==== Entries shown
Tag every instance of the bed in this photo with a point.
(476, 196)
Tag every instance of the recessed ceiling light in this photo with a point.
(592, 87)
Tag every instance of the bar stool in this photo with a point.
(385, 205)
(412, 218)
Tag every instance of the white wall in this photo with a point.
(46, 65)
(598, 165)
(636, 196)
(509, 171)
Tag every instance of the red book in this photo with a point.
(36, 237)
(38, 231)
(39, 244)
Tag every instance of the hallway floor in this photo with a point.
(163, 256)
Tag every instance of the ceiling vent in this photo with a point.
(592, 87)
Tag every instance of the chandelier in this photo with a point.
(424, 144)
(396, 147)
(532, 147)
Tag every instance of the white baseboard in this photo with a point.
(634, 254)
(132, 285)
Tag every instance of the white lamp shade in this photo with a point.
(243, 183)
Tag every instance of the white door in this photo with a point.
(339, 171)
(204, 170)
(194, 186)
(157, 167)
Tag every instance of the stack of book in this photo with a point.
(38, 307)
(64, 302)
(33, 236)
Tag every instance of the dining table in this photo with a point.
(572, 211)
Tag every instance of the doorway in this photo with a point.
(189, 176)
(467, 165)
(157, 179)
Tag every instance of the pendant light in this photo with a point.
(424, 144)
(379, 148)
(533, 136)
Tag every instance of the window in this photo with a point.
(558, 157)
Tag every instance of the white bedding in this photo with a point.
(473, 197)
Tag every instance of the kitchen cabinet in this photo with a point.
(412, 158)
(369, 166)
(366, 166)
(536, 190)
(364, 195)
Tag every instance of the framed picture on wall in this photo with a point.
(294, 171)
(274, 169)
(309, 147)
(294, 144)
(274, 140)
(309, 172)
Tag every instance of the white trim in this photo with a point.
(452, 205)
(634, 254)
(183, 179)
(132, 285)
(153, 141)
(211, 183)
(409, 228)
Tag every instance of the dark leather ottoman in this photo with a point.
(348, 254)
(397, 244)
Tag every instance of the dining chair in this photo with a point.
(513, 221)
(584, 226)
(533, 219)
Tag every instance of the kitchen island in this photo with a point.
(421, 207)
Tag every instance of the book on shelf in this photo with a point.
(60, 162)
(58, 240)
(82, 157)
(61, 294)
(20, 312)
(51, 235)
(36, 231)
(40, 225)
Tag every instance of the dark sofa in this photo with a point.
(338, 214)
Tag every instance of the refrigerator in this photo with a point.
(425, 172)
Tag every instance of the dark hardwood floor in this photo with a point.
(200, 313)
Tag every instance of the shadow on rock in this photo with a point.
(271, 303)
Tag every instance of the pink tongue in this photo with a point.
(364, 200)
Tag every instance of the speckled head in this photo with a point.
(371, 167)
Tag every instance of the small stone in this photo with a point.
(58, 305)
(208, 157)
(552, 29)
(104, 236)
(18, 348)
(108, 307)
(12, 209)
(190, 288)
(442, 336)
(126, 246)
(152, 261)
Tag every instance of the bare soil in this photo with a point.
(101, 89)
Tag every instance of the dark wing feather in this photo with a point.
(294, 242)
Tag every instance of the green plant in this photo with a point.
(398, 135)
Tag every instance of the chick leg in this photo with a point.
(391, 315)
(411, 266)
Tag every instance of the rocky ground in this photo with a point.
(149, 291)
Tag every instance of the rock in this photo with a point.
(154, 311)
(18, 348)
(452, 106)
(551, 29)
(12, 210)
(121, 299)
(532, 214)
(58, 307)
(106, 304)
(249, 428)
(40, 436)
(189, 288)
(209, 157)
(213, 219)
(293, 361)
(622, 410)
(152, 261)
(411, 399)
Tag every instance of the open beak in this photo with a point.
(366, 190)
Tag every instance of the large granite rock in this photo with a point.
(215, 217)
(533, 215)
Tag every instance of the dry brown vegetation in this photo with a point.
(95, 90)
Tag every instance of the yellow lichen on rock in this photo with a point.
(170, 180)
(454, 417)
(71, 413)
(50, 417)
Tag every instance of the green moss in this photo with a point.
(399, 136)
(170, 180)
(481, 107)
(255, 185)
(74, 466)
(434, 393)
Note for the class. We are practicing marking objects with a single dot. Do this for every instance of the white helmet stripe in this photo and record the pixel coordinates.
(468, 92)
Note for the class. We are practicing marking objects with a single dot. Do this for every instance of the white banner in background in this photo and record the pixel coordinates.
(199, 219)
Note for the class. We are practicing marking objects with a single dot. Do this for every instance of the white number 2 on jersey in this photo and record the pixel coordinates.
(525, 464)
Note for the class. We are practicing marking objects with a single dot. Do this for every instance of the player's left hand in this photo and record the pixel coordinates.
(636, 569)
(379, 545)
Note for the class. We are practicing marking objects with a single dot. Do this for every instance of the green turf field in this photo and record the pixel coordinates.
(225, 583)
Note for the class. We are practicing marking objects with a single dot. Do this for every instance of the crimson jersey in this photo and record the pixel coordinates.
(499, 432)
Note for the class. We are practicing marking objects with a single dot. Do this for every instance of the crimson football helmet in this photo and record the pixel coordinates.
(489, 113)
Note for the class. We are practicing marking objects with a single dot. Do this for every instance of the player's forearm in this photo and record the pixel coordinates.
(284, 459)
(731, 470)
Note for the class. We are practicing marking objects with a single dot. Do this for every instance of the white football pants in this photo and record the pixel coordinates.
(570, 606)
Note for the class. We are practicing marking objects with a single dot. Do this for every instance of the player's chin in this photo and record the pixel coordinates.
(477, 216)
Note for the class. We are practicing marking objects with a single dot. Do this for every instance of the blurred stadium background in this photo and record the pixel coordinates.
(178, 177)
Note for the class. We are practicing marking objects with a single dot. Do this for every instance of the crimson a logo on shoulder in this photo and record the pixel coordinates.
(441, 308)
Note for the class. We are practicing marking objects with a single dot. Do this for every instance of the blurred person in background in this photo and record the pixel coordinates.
========
## Required work
Output the records verbatim, from the first line to the last.

## Response area
Tag every instance of the bed in this photo with a point.
(476, 196)
Tag every instance of the recessed ceiling light in this photo with a point.
(592, 87)
Tag every instance of the bar stool in this photo with a point.
(385, 205)
(412, 218)
Tag every instance of the white wall in this photo with a point.
(46, 65)
(598, 165)
(636, 196)
(509, 171)
Tag every instance of the red book in this photo with a point.
(36, 237)
(38, 231)
(39, 244)
Tag every instance of the hallway floor in this photo with a point.
(163, 256)
Tag every instance of the ceiling vent in this photo with a point.
(592, 87)
Tag every instance of the chandelier in this photo with a point.
(424, 144)
(396, 147)
(532, 147)
Tag every instance of the white baseboard in this photo with a point.
(634, 254)
(132, 285)
Tag every instance of the white lamp shade in this photo with a point.
(243, 183)
Tag every instance of the white door in this photo with a point.
(339, 171)
(204, 170)
(194, 186)
(157, 167)
Tag every instance of the stack of book in this photo with a point.
(38, 307)
(64, 302)
(33, 236)
Tag every instance of the dining table in this photo with a point.
(572, 211)
Tag every instance of the doorway in this photo with a point.
(189, 176)
(467, 165)
(157, 179)
Tag every instance of the pendant light in this photo with a point.
(424, 144)
(379, 148)
(533, 136)
Tag every instance of the window in this photo with a point.
(558, 157)
Tag every instance of the white bedding in this photo with a point.
(473, 197)
Tag every instance of the kitchen cabinet in this photo with a point.
(412, 158)
(369, 166)
(366, 166)
(536, 190)
(364, 195)
Tag every instance of the framed picture on wall in this photo with a point.
(294, 171)
(274, 169)
(309, 147)
(294, 144)
(274, 140)
(309, 172)
Tag every instance of the white trim in this photo with a point.
(452, 205)
(634, 254)
(183, 179)
(132, 285)
(153, 141)
(211, 183)
(409, 228)
Tag every instance of the dark leather ottoman in this photo with a point.
(348, 254)
(397, 244)
Tag every instance of the dining chair in this photo with a point.
(513, 221)
(584, 226)
(533, 219)
Tag every instance of the kitchen island in this photo with a point.
(421, 207)
Tag every instance of the book on shelf in this photo with a point.
(60, 162)
(58, 240)
(82, 157)
(61, 294)
(20, 312)
(51, 235)
(36, 231)
(40, 225)
Tag every instance of the dark sofa in this photo with a point.
(338, 214)
Tag every instance of the refrigerator in this photo with a point.
(425, 172)
Tag every instance of the dark hardwood floor in this photo with a point.
(200, 313)
Tag every instance of the shadow on rock in this photo with a point.
(271, 303)
Tag every instance of the pink tongue in this photo with a point.
(364, 200)
Tag every instance of the speckled head in this photo with a point.
(371, 167)
Tag every instance of the small stone in this photo with a point.
(58, 305)
(208, 157)
(552, 29)
(104, 236)
(18, 348)
(108, 307)
(12, 209)
(190, 288)
(442, 336)
(126, 246)
(152, 261)
Tag every instance of the bare soil in this photo with a point.
(101, 89)
Tag every instance of the dark wing feather in this photo with a point.
(294, 242)
Tag every instance of the green plant in this photo with a point.
(398, 135)
Tag every instance of the chick leg in this photo with a point.
(391, 315)
(411, 266)
Tag every instance of the rocky ground in this photo with a point.
(149, 291)
Tag every instance of the rock in this photo with a point.
(154, 311)
(18, 348)
(452, 106)
(551, 29)
(12, 210)
(121, 299)
(532, 214)
(58, 307)
(106, 304)
(249, 428)
(40, 436)
(189, 288)
(209, 157)
(213, 219)
(293, 361)
(622, 410)
(152, 261)
(411, 399)
Tag every instance of the open beak in this photo with a point.
(366, 190)
Tag every instance of the large granite rock in this photo with a point.
(215, 217)
(533, 215)
Tag every instance of the dry brown vegetation in this photo with a point.
(95, 90)
Tag every instance of the yellow lichen on rock in this photo with a point.
(170, 180)
(454, 417)
(71, 413)
(50, 417)
Tag every instance of the green moss in this photo with a point.
(399, 136)
(170, 180)
(481, 107)
(255, 185)
(74, 466)
(434, 393)
Note for the class. We are practicing marking objects with a single dot. Do this for every instance of the white helmet stripe in this photo and record the pixel coordinates.
(468, 92)
Note for the class. We are practicing marking objects with a single dot. Do this for every instance of the white banner in background in this photo and record the pixel coordinates.
(199, 219)
Note for the class. We are practicing marking objects with a single dot. Do this for every instance of the white number 2 on jersey in this photo and record the pixel coordinates.
(525, 464)
Note for the class. We are practicing marking objects with a single dot. Do this for every instance of the player's left hand in this photo and record the pixel coordinates.
(636, 569)
(379, 545)
Note for the class. We are practicing marking objects with a single dot. Do this for every instance of the green turf field in this photo and record the pixel coordinates.
(225, 583)
Note for the class. We are practicing marking objects with a single dot. Do this for every instance of the crimson jersey in this photo and record the pixel coordinates.
(499, 432)
Note for the class. We are practicing marking objects with a single dot. Do this for every instance of the crimson football helmet in this photo and record the pixel coordinates.
(489, 113)
Note for the class. We are practicing marking objects with a single dot. Do this for every instance of the player's forearm in this photo and record the pixel coordinates.
(284, 459)
(731, 470)
Note for the class. We are practicing marking objects with a single dot. Do this for every instance of the white football pants in this photo and record the pixel coordinates.
(570, 606)
Note for the class. We are practicing marking objects with a single dot. Do this for every instance of the player's chin in this photo and record the pixel coordinates.
(477, 216)
Note for the class. We are practicing marking objects with a single dot. Do this for every instance of the blurred stadium background in this photo and record the pixel coordinates.
(178, 177)
Note for the class. We are practicing marking objects with a single dot. Do this for every instance of the crimson a logo on shoulder in this photo and record the pixel coordinates.
(441, 308)
Note for the class. We are practicing marking objects with a single dot. Do this for every instance of the blurred person in background in this photo and record the pixel coordinates.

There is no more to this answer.